◆ Data for processing
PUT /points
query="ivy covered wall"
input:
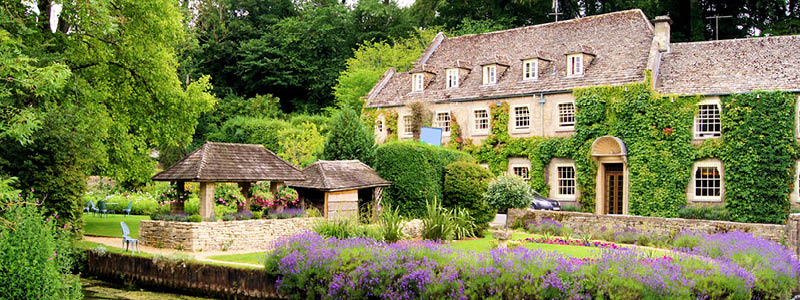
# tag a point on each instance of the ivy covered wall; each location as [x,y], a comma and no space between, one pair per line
[757,148]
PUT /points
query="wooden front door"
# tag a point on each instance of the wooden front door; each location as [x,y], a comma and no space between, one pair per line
[614,184]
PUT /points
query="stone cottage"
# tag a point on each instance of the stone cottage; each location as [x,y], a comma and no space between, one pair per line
[535,70]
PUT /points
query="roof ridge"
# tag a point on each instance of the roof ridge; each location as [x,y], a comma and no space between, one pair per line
[579,19]
[741,39]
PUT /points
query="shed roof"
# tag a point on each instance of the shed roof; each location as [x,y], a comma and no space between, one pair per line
[223,162]
[339,175]
[731,66]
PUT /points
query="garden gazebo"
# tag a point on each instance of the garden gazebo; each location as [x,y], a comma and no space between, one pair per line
[336,187]
[223,162]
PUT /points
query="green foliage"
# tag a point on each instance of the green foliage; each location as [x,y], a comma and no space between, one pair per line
[35,257]
[416,171]
[437,223]
[508,191]
[758,155]
[464,186]
[371,61]
[391,223]
[349,138]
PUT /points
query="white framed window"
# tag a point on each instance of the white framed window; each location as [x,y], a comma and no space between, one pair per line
[443,122]
[708,123]
[566,180]
[530,69]
[452,78]
[490,74]
[480,117]
[523,172]
[707,180]
[522,118]
[575,64]
[408,126]
[418,83]
[566,114]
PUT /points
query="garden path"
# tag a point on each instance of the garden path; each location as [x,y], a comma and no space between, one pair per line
[200,256]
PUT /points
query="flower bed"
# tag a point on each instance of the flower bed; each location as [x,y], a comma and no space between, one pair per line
[310,266]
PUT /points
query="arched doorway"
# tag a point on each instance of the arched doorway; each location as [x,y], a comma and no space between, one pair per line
[612,176]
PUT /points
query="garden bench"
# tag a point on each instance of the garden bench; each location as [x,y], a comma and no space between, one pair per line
[127,240]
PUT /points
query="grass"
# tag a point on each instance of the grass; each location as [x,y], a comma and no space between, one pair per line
[109,226]
[485,244]
[256,258]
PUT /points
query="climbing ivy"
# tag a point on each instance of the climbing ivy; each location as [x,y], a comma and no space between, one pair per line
[757,149]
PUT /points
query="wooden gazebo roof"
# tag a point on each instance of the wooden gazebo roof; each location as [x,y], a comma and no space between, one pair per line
[339,175]
[223,162]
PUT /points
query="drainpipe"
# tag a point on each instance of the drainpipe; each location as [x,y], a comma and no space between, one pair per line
[542,100]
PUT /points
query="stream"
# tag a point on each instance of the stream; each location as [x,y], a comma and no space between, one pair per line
[96,289]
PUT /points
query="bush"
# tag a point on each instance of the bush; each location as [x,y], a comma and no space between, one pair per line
[464,186]
[508,191]
[705,213]
[349,138]
[35,257]
[437,224]
[416,171]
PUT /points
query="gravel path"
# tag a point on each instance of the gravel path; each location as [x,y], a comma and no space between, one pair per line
[200,256]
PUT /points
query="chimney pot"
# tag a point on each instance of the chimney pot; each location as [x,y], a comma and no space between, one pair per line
[662,32]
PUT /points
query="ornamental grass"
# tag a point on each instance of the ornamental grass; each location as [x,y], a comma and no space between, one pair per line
[313,267]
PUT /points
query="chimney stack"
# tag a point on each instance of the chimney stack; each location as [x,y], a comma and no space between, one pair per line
[662,24]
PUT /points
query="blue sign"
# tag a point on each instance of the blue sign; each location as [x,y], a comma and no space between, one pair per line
[431,136]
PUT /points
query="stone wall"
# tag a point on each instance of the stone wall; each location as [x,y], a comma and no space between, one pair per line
[580,222]
[215,236]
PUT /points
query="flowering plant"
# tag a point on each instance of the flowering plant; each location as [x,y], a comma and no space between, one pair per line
[171,195]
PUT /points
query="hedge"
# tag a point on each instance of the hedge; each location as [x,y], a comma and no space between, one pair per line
[416,171]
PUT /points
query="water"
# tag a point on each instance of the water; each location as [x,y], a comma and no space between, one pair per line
[95,289]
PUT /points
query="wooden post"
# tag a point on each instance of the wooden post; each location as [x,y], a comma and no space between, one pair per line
[176,207]
[207,201]
[245,188]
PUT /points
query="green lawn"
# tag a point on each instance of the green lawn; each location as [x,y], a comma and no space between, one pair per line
[109,226]
[256,258]
[485,244]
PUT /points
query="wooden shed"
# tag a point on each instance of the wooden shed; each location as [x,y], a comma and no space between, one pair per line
[338,188]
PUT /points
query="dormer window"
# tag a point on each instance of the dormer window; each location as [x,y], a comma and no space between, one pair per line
[452,78]
[418,82]
[489,74]
[575,65]
[530,69]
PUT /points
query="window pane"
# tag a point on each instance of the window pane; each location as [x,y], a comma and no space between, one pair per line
[566,114]
[481,120]
[566,180]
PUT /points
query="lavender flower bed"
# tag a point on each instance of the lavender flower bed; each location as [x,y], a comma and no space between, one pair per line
[312,267]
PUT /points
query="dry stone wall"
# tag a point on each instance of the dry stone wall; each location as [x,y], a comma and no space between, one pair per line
[580,222]
[214,236]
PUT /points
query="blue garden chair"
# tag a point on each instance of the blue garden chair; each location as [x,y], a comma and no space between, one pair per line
[88,207]
[127,240]
[128,210]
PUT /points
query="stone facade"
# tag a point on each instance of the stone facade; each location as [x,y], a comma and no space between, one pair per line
[214,236]
[789,233]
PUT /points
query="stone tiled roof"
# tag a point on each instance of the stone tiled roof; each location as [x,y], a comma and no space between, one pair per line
[223,162]
[339,175]
[731,66]
[621,43]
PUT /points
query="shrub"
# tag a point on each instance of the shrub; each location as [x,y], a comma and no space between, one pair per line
[35,257]
[508,191]
[349,138]
[391,223]
[416,171]
[464,186]
[437,224]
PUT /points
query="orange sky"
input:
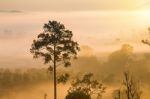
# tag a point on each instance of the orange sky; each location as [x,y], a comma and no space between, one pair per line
[103,25]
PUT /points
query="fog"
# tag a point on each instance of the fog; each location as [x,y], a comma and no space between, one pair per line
[107,68]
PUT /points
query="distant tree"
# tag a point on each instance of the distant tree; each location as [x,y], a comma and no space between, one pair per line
[132,86]
[56,46]
[130,89]
[85,86]
[146,41]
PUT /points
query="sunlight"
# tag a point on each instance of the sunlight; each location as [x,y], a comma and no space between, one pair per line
[144,14]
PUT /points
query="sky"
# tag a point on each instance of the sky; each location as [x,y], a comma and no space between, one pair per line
[104,25]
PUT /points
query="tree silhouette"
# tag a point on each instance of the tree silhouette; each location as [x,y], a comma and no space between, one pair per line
[145,41]
[56,46]
[85,87]
[132,86]
[130,89]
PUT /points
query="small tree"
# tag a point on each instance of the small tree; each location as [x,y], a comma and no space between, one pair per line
[132,86]
[55,44]
[145,41]
[86,85]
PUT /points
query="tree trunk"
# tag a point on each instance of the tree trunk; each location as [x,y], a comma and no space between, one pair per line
[55,79]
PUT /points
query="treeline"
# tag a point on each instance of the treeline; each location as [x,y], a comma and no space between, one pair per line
[11,79]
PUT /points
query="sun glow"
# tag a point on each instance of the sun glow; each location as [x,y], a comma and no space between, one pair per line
[144,14]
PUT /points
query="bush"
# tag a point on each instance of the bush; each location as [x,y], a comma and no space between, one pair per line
[77,95]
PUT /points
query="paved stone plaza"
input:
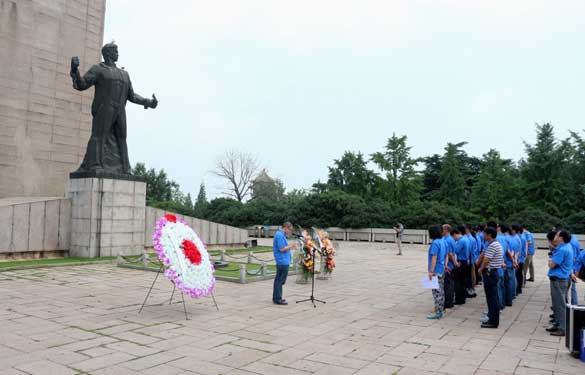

◆ Exercise details
Report each line of the listing above that contains the string "framed", copying every such line in full.

◆ Answer to this task
query="white framed window"
# tag a point on each instance of the white framed window; each location as [x,y], a comma and no space between, one pair per line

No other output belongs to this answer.